■ Supplied passage
╔══
Analysis of the Swarm Architecture¶
The Swarm Architecture leverages a hierarchical structure (forest) composed of individual trees, each containing agents specialized in specific domains. This design allows for:
- Modular and Scalable Organization: By separating agents into trees, it is easy to expand or contract the system by adding or removing trees or agents.
- Task Specialization: Each agent is specialized, which ensures that tasks are matched with the most appropriate agent based on relevance and expertise.
- Dynamic Matching: The architecture uses both keyword-based and embedding-based matching to assign tasks, ensuring a high level of accuracy in agent selection.
- Logging and Accountability: Each task execution is logged in detail, providing transparency and an audit trail of which agent handled which task and the results produced.
- Asynchronous Task Execution: The architecture can be adapted for asynchronous task processing, making it scalable and suitable for large-scale task handling in real-time systems.
╚══
■ Problem requirements
Reproduce the entire swarm architecture passage word for word.

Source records
╔══
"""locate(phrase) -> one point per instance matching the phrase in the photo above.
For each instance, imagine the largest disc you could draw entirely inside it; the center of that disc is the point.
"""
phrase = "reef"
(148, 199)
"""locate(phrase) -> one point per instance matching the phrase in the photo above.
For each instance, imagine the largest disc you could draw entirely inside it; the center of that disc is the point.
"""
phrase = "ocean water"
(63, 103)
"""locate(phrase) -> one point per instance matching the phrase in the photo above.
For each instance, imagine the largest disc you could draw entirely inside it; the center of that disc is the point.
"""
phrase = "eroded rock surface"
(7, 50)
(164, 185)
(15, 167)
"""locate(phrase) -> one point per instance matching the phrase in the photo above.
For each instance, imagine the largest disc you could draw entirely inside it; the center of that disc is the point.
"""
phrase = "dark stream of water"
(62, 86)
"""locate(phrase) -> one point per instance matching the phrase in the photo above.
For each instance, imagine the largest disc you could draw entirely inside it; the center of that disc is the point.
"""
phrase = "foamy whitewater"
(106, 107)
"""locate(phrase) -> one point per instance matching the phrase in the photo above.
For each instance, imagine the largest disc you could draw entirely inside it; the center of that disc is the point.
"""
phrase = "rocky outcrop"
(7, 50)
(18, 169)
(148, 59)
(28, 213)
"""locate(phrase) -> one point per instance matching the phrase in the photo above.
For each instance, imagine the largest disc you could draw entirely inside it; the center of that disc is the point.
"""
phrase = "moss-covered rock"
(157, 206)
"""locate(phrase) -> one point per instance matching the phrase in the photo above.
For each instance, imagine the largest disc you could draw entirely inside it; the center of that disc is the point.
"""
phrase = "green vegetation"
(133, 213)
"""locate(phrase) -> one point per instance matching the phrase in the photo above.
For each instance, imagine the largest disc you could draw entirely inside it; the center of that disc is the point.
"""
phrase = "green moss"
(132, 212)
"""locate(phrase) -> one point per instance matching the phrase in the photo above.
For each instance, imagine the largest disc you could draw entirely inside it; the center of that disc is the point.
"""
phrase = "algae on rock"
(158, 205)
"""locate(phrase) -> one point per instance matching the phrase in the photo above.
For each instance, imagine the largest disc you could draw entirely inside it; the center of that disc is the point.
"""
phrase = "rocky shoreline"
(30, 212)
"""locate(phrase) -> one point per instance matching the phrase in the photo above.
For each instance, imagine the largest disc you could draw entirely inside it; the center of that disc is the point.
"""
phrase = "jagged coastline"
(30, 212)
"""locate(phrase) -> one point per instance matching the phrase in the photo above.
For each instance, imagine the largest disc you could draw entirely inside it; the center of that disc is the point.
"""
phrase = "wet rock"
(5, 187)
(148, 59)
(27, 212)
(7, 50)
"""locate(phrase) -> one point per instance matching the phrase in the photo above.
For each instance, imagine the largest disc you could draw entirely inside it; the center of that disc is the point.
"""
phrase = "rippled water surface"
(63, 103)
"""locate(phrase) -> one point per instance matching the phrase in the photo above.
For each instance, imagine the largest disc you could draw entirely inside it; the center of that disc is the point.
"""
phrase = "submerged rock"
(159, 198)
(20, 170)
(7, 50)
╚══
■ Answer to the exercise
Analysis of the Swarm Architecture¶
The Swarm Architecture leverages a hierarchical structure (forest) composed of individual trees, each containing agents specialized in specific domains. This design allows for:
- Modular and Scalable Organization: By separating agents into trees, it is easy to expand or contract the system by adding or removing trees or agents.
- Task Specialization: Each agent is specialized, which ensures that tasks are matched with the most appropriate agent based on relevance and expertise.
- Dynamic Matching: The architecture uses both keyword-based and embedding-based matching to assign tasks, ensuring a high level of accuracy in agent selection.
- Logging and Accountability: Each task execution is logged in detail, providing transparency and an audit trail of which agent handled which task and the results produced.
- Asynchronous Task Execution: The architecture can be adapted for asynchronous task processing, making it scalable and suitable for large-scale task handling in real-time systems.